__The exercise__. Please copy the stretch from the start of the material through the line containing "M 204 105 L", both ends included, keeping the requests and adding 130 to every coordinate in the answer outlines but not to those in the requests or the format samples. Leave the pictures out of your copy.

__Input rows__.
>> begin

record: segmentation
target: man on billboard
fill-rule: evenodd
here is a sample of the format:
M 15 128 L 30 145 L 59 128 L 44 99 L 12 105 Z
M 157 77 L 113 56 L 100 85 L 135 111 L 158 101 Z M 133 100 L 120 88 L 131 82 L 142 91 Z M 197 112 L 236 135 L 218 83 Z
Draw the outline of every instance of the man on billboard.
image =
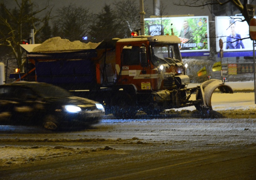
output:
M 188 22 L 186 20 L 183 22 L 184 28 L 181 31 L 180 37 L 190 39 L 192 37 L 192 32 L 191 28 L 188 26 Z
M 229 21 L 229 24 L 231 34 L 227 37 L 226 49 L 240 49 L 240 47 L 242 47 L 242 49 L 244 49 L 244 46 L 241 40 L 241 36 L 236 32 L 236 22 L 233 19 Z

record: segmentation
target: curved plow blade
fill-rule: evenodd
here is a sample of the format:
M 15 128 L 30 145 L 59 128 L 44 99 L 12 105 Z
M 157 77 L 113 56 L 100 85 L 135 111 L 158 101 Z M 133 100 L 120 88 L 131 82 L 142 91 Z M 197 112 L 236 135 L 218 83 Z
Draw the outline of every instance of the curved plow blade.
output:
M 204 105 L 212 109 L 212 95 L 215 90 L 218 88 L 221 92 L 224 93 L 232 93 L 233 89 L 229 86 L 225 84 L 220 80 L 212 79 L 204 82 L 201 84 L 203 89 L 202 93 Z

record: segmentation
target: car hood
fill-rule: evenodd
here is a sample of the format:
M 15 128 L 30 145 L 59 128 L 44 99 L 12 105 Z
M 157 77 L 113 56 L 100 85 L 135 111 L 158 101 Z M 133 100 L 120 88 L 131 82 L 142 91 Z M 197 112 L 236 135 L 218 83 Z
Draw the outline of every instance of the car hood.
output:
M 93 105 L 95 106 L 96 103 L 100 104 L 99 103 L 94 101 L 76 96 L 47 98 L 46 99 L 46 101 L 49 102 L 58 102 L 63 105 Z

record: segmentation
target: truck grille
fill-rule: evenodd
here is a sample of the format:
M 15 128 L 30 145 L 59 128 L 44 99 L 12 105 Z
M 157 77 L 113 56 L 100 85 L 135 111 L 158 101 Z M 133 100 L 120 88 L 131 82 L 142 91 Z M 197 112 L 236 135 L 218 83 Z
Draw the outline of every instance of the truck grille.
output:
M 172 77 L 166 77 L 163 79 L 163 87 L 165 88 L 170 88 L 174 85 L 173 78 Z

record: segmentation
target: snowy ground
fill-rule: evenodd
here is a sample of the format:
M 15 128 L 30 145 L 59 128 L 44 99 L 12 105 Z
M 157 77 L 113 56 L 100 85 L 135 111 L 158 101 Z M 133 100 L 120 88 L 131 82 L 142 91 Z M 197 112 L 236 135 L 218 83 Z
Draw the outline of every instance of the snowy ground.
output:
M 234 91 L 254 89 L 253 82 L 227 84 Z M 254 95 L 212 96 L 214 110 L 246 111 L 249 118 L 106 119 L 90 129 L 57 132 L 0 126 L 0 177 L 255 179 Z
M 254 91 L 254 82 L 228 82 L 226 83 L 234 91 Z M 188 87 L 195 87 L 200 84 L 191 84 Z M 196 99 L 195 95 L 193 94 L 191 100 Z M 235 92 L 233 94 L 214 93 L 212 96 L 212 105 L 215 111 L 225 111 L 234 109 L 256 110 L 254 93 L 253 92 Z M 179 108 L 177 110 L 195 109 L 194 106 Z

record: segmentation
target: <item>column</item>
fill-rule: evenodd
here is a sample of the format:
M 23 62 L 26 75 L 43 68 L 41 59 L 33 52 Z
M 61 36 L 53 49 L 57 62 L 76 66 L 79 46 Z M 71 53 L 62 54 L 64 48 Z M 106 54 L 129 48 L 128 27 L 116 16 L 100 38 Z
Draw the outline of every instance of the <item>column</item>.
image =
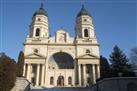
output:
M 97 77 L 100 78 L 100 66 L 97 65 Z
M 96 76 L 95 76 L 95 65 L 92 64 L 92 75 L 93 75 L 93 84 L 96 83 Z
M 24 64 L 23 67 L 24 67 L 24 68 L 23 68 L 23 77 L 25 77 L 25 74 L 26 74 L 26 64 Z
M 79 85 L 81 86 L 81 64 L 78 65 Z
M 42 64 L 42 75 L 41 75 L 41 85 L 44 86 L 44 70 L 45 70 L 45 67 L 44 67 L 44 64 Z
M 30 67 L 31 67 L 31 64 L 28 64 L 28 68 L 27 68 L 27 79 L 28 79 L 28 81 L 30 82 L 31 80 L 30 80 Z
M 36 76 L 36 85 L 39 86 L 39 70 L 40 70 L 40 64 L 37 64 L 37 76 Z
M 83 64 L 83 85 L 86 86 L 86 64 Z

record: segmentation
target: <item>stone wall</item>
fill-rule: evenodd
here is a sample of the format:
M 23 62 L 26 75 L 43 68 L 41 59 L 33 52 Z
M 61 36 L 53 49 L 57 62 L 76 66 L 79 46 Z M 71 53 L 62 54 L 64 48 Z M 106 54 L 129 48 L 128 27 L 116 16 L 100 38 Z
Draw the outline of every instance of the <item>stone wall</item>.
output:
M 26 78 L 16 78 L 15 86 L 11 91 L 28 91 L 30 88 L 30 83 Z

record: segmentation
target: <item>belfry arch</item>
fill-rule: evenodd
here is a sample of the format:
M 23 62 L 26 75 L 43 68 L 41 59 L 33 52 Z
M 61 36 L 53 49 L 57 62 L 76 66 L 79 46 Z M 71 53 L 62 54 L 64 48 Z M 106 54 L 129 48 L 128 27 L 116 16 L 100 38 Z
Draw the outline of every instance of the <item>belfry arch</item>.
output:
M 66 52 L 54 53 L 48 63 L 48 69 L 74 69 L 74 59 Z

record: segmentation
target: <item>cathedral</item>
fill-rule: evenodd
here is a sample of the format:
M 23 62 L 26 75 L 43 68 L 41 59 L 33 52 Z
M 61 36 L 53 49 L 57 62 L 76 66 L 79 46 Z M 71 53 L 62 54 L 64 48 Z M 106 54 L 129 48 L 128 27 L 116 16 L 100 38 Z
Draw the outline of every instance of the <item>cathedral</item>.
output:
M 59 29 L 49 36 L 43 4 L 33 14 L 24 42 L 23 76 L 34 87 L 85 87 L 100 78 L 99 43 L 93 19 L 82 5 L 76 15 L 75 36 Z

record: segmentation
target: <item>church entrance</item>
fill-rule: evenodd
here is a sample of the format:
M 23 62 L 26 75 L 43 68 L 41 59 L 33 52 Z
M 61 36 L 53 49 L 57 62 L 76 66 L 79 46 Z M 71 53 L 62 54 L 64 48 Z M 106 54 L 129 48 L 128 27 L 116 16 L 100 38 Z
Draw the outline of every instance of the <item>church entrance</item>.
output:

>> end

__Exercise response__.
record: segmentation
target: man on billboard
fill-rule: evenodd
here is a sample of the format:
M 15 128 L 30 145 L 59 128 L 44 99 L 12 105 Z
M 157 77 L 113 56 L 100 85 L 135 111 L 158 101 Z M 133 100 L 120 88 L 131 82 L 142 91 Z M 197 112 L 236 135 L 218 83 Z
Draw the outline of every instance of the man on billboard.
image =
output:
M 318 152 L 316 150 L 313 152 L 314 158 L 311 161 L 310 167 L 320 169 L 322 167 L 322 162 L 321 158 L 318 156 Z
M 359 151 L 359 154 L 361 164 L 357 167 L 356 179 L 370 179 L 370 177 L 372 177 L 372 179 L 374 179 L 374 176 L 371 170 L 371 166 L 366 162 L 366 152 L 363 149 Z

record: segmentation
target: curved plow blade
fill-rule: evenodd
here is a sample of the format:
M 15 128 L 30 145 L 59 128 L 44 99 L 12 105 Z
M 157 77 L 113 56 L 100 85 L 135 111 L 158 101 Z M 133 100 L 120 88 L 131 82 L 142 91 Z M 197 112 L 236 135 L 218 83 Z
Draw the outline of every instance of the curved plow blade.
output:
M 334 235 L 342 239 L 342 225 L 345 220 L 348 218 L 351 222 L 354 223 L 362 223 L 363 219 L 359 216 L 355 214 L 350 210 L 342 209 L 334 212 L 331 214 L 333 219 L 332 223 Z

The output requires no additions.